* Assignment A:
According to the pricing flashcards, why must an organization consider competition-based pricing when setting prices? Answer in one to three sentences.
* Assignment B:
Copy the passage of the pricing flashcards starting with "Week 7 Flashcards" and going on through "survival (long‐term prosperity)".

Week 7 Flashcards
1
Q
What is price?
A
- Price is the value exchanged for a product in a marketing transaction
2
Q
What are the objectives of pricing?
A
- Profitability
- Ongoing survival (long‐term prosperity)
- Market‐share leadership
- Positioning
3
Q
What are the bases of pricing?
A
- Value-based Pricing: Organisation should select a price that reflects the value of a product to the customer
- Cost-based Pricing: Organisation should also ensure the value obtained from the marketing exchange can cover the costs
- Competition-based Pricing: Competition offerings are crucial in pricing decisions.Organisations must make pricing decisions to make their products competitive in the marketplace
4
Q
Distinguish between a price ceiling and a price floor
A
- Price ceiling → value of the product to the customer
- Price floor → a minimum price that must be charged to cover costs
5
Q
How are new products priced?

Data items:
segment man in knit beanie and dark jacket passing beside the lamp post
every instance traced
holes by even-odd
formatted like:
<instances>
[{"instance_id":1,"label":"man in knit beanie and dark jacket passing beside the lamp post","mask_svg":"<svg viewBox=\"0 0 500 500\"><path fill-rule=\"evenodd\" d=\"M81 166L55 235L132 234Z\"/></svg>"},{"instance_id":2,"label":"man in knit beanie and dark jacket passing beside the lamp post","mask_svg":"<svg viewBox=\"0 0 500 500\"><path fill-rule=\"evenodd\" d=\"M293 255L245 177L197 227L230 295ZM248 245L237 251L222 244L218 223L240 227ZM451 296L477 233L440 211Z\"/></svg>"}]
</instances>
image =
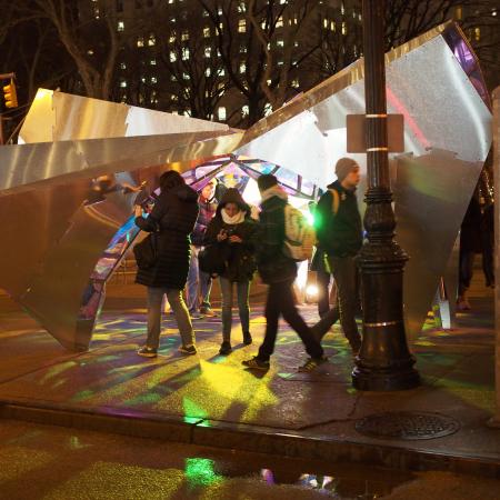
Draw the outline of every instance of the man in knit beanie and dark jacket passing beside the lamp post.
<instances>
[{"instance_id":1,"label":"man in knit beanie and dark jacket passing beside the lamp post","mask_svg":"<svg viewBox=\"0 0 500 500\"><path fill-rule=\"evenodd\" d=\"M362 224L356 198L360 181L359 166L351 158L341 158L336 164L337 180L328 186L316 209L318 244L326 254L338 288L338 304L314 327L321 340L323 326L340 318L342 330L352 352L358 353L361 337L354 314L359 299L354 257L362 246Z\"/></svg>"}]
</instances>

---

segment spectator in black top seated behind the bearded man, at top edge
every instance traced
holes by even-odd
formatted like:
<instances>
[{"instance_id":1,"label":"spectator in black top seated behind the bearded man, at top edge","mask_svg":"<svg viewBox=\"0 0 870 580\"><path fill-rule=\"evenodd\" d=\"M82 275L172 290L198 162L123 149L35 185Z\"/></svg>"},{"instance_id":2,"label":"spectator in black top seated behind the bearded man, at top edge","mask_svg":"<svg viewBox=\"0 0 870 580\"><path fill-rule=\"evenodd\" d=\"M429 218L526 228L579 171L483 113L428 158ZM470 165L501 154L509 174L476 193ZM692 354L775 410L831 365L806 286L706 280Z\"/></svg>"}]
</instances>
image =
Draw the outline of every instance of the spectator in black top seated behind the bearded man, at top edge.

* Answer area A:
Competitors' offerings are crucial in pricing decisions. Organizations must make pricing decisions that keep their products competitive in the marketplace.

* Answer area B:
Week 7 Flashcards
1
Q
What is price?
A
- Price is the value exchanged for a product in a marketing transaction
2
Q
What are the objectives of pricing?
A
- Profitability
- Ongoing survival (long‐term prosperity)